● **Gezeigter Textauszug**:
%%
Cachaça – brasilianische Basis berühmter Cocktails

Rum oder doch kein Rum oder nur ein bisschen – ja, was denn nun?

Typische Cachaça-Merkmale

  • Destillation aus Zuckerrohrsaft oder Zuckerrohrsirup
  • meistens aufwendig zweifach destilliert unter Zugabe von Fermentationsbeschleunigern wie Mehl, Maisstärke oder Kleie
  • extra hinzugefügter Zucker: 30 g pro Liter nach erfolgter Destillation
  • Alkoholgehalt zwischen 38 % und 48 %
  • Herstellung ausschließlich in Brasilien

Typische Rum-Merkmale

  • Destillation aus Melasse
  • benötigt keinen Fermentationsbeschleuniger
  • Mindest-Alkoholgehalt von 37,5 %, kein oberes Limit
  • ohne weiteren Zuckerzusatz
  • bestimmter Herstellungsort nicht vorgeschrieben

Der Herstellung von Rum stehen mehrere Verarbeitungsoptionen zur Verfügung, der Cachaça-Herstellung dagegen nicht. Diese darf ausschließlich auf frisch gewonnenem Zuckerrohrsaft beruhen. Der meistens aus Melasse produzierte Rum jedoch darf alternativ aus Zuckerrohrsirup sowie frischem Zuckerrohrsaft hergestellt sein. Es wäre allerdings falsch, Rum aus frischem Zuckerrohrsaft mit Cachaça auf eine Stufe zu stellen. Vielmehr handelt es sich hierbei um sogenannten Rhum agricole, also eine zusätzliche Rum-Kategorie. Was diesen Rhum agricole darüber hinaus charakterisiert: Er darf einzig in Frankreich oder einem der französischen Übersee-Departements erzeugt werden.
%%
● **Liste der Einträge**:
%%
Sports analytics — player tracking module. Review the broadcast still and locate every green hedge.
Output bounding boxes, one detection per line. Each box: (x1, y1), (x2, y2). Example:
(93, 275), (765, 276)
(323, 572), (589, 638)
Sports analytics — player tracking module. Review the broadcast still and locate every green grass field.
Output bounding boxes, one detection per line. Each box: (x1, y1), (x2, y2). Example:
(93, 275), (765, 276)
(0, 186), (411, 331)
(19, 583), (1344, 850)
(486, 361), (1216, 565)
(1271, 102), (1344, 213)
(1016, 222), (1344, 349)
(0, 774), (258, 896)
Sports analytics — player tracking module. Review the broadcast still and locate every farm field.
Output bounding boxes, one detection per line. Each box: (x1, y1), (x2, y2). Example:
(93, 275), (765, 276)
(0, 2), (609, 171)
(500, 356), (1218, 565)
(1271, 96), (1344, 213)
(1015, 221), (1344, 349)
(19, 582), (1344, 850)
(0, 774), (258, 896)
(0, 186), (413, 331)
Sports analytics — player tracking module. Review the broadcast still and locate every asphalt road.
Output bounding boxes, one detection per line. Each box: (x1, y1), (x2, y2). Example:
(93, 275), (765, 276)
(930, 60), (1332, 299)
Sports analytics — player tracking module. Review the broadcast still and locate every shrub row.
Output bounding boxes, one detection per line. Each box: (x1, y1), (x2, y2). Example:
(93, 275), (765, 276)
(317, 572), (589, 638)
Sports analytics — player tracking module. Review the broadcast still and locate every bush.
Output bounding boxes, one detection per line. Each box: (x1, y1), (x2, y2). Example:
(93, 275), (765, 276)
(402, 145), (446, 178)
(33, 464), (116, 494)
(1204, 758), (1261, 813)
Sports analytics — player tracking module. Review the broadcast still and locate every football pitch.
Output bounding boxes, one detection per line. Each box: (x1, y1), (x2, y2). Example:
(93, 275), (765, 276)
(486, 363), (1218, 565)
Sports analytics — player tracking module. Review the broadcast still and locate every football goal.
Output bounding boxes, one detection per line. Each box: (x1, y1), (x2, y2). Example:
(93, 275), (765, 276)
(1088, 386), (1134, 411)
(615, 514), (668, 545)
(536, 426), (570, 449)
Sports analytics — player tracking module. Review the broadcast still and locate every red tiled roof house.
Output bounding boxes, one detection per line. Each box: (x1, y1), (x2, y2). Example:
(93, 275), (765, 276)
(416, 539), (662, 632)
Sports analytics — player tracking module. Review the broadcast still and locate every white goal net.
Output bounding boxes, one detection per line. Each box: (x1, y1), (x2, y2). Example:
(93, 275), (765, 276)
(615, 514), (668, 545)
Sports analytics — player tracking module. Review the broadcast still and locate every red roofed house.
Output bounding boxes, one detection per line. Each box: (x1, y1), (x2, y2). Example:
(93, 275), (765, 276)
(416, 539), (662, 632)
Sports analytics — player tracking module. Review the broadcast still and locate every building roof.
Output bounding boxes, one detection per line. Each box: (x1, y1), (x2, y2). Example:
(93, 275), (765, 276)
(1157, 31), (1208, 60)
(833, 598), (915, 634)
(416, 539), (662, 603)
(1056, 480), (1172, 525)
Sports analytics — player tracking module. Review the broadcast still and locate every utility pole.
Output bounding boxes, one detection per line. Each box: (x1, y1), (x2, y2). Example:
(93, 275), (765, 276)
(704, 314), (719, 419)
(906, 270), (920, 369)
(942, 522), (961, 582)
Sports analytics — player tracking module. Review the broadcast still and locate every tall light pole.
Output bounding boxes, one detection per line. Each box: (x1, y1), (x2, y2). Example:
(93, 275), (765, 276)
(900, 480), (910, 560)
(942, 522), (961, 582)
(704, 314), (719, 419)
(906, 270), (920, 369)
%%
● **Zu erledigen**:
a) Entnimm dem Text über Cachaça wortgetreu die Stelle zwischen „Typische Rum-Merkmale“ und „Übersee-Departements erzeugt werden.“, beide einschließlich.
b) Übertrage den folgenden Satz aus dem Text über Cachaça ins Englische: „Der meistens aus Melasse produzierte Rum jedoch darf alternativ aus Zuckerrohrsirup sowie frischem Zuckerrohrsaft hergestellt sein.“

● **Antworten je Aufgabe**:
a)
Typische Rum-Merkmale

  • Destillation aus Melasse
  • benötigt keinen Fermentationsbeschleuniger
  • Mindest-Alkoholgehalt von 37,5 %, kein oberes Limit
  • ohne weiteren Zuckerzusatz
  • bestimmter Herstellungsort nicht vorgeschrieben

Der Herstellung von Rum stehen mehrere Verarbeitungsoptionen zur Verfügung, der Cachaça-Herstellung dagegen nicht. Diese darf ausschließlich auf frisch gewonnenem Zuckerrohrsaft beruhen. Der meistens aus Melasse produzierte Rum jedoch darf alternativ aus Zuckerrohrsirup sowie frischem Zuckerrohrsaft hergestellt sein. Es wäre allerdings falsch, Rum aus frischem Zuckerrohrsaft mit Cachaça auf eine Stufe zu stellen. Vielmehr handelt es sich hierbei um sogenannten Rhum agricole, also eine zusätzliche Rum-Kategorie. Was diesen Rhum agricole darüber hinaus charakterisiert: Er darf einzig in Frankreich oder einem der französischen Übersee-Departements erzeugt werden.

b) Rum, however, which is mostly produced from molasses, may alternatively be made from sugarcane syrup as well as fresh sugarcane juice.